Task prompt | Return verbatim the lines running from the line with "[tag] wheel arch (a dot for each instance)" through the end of the lines below, including both ends.

==============================

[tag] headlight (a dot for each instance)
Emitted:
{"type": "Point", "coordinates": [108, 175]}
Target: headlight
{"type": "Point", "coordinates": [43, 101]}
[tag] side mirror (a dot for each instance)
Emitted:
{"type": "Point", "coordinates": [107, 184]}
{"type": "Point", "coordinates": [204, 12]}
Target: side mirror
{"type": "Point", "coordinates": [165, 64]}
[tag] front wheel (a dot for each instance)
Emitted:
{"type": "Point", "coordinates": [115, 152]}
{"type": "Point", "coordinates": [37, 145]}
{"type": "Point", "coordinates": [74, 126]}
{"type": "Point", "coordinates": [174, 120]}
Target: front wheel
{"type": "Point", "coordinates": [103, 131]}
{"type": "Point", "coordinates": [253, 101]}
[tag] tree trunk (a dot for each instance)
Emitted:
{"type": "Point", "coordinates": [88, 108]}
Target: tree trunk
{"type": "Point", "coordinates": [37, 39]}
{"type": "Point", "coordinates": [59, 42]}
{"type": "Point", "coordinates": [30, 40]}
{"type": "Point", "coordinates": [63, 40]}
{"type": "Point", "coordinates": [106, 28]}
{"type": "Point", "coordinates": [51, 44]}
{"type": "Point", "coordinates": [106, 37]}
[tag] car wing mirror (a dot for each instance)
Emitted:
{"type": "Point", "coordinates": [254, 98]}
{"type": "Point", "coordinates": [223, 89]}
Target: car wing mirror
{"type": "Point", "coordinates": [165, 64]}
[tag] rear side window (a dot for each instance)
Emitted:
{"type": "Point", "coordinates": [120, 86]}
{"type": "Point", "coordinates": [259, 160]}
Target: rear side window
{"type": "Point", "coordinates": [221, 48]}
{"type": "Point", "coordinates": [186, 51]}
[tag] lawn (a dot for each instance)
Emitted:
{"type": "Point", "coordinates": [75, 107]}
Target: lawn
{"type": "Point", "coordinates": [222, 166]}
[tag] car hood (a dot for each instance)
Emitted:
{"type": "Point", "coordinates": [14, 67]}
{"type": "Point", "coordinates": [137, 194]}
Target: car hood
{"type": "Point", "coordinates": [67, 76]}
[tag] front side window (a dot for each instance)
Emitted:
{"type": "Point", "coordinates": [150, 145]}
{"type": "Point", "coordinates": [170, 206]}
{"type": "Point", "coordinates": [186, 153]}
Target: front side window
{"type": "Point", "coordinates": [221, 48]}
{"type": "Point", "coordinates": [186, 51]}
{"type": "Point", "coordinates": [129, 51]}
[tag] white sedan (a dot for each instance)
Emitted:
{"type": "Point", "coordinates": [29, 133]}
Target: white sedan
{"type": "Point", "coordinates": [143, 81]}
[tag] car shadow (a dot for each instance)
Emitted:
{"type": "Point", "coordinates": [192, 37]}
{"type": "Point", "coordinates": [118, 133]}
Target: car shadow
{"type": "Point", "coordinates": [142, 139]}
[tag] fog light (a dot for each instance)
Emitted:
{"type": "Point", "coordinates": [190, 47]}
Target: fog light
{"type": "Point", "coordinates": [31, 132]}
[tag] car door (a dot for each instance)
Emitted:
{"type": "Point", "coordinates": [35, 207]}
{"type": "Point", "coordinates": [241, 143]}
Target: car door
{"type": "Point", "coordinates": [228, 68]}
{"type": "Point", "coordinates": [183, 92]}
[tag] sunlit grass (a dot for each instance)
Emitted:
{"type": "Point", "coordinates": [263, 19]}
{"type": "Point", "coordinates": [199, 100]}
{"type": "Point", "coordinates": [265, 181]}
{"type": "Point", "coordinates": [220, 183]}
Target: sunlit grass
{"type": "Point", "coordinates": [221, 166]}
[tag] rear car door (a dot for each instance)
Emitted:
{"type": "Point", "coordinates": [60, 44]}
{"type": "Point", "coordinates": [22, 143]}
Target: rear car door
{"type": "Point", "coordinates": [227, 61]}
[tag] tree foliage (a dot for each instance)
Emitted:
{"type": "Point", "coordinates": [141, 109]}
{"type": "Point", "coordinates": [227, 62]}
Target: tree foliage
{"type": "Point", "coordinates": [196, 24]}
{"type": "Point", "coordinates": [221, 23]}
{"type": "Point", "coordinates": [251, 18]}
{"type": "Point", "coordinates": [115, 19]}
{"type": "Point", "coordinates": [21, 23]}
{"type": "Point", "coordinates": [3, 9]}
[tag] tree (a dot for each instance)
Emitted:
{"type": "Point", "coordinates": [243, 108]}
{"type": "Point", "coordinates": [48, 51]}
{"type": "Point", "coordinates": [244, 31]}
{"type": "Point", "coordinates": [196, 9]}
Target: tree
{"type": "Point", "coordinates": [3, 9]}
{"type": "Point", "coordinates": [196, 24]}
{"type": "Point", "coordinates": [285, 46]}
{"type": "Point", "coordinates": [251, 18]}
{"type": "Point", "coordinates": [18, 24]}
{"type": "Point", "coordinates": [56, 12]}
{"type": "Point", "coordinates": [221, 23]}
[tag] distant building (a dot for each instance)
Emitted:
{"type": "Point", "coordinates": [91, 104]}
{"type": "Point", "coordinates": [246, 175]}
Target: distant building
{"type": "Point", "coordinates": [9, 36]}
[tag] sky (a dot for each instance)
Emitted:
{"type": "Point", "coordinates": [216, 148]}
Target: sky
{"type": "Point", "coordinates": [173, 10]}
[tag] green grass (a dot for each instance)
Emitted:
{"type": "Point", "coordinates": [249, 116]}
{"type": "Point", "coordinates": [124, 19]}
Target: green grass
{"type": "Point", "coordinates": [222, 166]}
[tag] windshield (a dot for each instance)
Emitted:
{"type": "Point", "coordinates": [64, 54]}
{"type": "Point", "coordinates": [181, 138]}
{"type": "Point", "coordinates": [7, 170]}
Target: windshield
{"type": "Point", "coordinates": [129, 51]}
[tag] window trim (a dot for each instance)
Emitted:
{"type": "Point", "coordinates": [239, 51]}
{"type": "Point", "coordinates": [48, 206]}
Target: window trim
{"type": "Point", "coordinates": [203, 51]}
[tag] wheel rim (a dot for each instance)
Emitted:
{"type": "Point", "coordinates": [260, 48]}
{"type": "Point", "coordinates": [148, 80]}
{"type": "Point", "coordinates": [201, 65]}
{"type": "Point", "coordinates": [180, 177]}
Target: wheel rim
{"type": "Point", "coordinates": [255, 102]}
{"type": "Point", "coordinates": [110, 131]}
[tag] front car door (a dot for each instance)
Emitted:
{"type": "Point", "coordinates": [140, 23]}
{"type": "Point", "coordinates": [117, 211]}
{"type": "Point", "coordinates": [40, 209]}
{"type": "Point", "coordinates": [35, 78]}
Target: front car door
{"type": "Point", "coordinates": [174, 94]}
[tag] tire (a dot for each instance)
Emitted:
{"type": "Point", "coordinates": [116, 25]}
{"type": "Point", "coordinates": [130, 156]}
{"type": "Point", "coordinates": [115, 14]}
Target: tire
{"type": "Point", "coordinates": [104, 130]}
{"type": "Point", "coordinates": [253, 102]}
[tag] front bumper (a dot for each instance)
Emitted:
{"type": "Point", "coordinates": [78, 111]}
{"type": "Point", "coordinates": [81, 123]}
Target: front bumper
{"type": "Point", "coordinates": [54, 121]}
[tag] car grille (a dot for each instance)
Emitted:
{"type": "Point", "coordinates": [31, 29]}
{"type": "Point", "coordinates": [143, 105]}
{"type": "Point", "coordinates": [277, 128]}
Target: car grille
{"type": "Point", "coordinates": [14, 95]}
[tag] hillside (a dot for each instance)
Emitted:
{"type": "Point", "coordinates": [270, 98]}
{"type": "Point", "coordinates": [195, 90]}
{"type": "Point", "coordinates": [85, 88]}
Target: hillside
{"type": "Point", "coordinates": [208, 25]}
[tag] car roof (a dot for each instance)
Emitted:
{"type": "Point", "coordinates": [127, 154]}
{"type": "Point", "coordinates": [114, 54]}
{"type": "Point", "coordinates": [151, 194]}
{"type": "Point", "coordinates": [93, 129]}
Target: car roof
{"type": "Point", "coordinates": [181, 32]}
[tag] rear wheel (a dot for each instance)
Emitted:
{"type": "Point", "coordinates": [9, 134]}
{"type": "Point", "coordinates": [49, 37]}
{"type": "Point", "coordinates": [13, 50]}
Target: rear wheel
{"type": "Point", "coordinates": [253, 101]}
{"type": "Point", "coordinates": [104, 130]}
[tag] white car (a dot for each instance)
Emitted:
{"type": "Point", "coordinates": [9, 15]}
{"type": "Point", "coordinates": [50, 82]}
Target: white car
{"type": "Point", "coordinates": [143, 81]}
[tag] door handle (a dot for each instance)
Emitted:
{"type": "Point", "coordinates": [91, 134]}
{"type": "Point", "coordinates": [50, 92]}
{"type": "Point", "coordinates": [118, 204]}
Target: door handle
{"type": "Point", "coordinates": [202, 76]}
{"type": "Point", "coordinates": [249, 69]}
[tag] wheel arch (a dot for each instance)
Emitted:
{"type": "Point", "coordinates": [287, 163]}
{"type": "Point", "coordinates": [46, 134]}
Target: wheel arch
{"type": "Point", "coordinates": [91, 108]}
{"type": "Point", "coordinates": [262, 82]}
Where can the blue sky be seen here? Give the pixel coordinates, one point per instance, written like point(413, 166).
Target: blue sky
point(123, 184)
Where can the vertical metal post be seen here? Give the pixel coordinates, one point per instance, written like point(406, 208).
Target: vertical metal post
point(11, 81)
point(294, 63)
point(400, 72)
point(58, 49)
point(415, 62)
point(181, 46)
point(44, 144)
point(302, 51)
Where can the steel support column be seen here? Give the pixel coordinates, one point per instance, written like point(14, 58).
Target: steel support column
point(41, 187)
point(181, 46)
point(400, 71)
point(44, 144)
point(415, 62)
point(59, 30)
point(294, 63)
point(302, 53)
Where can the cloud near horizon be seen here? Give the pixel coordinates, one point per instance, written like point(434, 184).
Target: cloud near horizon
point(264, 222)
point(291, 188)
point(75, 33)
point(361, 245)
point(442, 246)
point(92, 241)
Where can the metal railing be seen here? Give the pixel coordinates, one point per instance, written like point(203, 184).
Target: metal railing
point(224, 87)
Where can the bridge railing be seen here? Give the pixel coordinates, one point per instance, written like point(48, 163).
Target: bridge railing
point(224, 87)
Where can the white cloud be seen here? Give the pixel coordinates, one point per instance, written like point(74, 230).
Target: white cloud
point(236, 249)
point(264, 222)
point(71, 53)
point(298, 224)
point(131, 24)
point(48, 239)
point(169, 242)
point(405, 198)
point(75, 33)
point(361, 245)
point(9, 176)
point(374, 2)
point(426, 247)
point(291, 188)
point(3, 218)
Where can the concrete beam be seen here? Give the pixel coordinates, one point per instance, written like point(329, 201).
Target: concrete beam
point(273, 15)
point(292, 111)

==============================

Task solution |
[tag] wheel arch (a dot for each instance)
Emitted:
{"type": "Point", "coordinates": [287, 163]}
{"type": "Point", "coordinates": [46, 134]}
Target: wheel arch
{"type": "Point", "coordinates": [91, 108]}
{"type": "Point", "coordinates": [262, 82]}
Where can the blue sky be seen here? Give the pixel coordinates, one point per instance, written like point(413, 166).
Target: blue sky
point(123, 184)
Where can the vertical metal post be seen here? Give the pixel coordinates, one point per instance, written like point(406, 208).
Target: vertical metal post
point(11, 81)
point(294, 63)
point(400, 72)
point(58, 49)
point(415, 62)
point(181, 46)
point(44, 144)
point(302, 51)
Where can the steel support column be seen here? Give the pixel coordinates, one point per instance, written like point(14, 58).
Target: steel support column
point(41, 187)
point(181, 46)
point(400, 71)
point(44, 144)
point(415, 62)
point(59, 30)
point(294, 63)
point(302, 53)
Where can the cloud near horizon be seen here? Give the pixel coordinates, one point per instance, written like point(434, 184).
Target: cloud near horizon
point(264, 222)
point(291, 188)
point(75, 33)
point(361, 245)
point(442, 246)
point(92, 241)
Where can the metal railing be seen here? Give the pixel coordinates, one point per instance, written like point(203, 184).
Target: metal railing
point(224, 87)
Where can the bridge railing be seen here? Give the pixel coordinates, one point per instance, written like point(48, 163).
Target: bridge railing
point(224, 87)
Where can the white cloud be seen here? Give the pixel coordinates, one point per instance, written like point(74, 230).
Target: white cloud
point(236, 249)
point(264, 222)
point(71, 53)
point(298, 224)
point(131, 24)
point(48, 239)
point(169, 242)
point(405, 198)
point(75, 33)
point(361, 245)
point(9, 176)
point(374, 2)
point(426, 247)
point(291, 188)
point(3, 218)
Where can the concrete beam be seen here? Give the pixel coordinates, one point per instance, written like point(329, 201).
Target: concrete beam
point(273, 15)
point(292, 111)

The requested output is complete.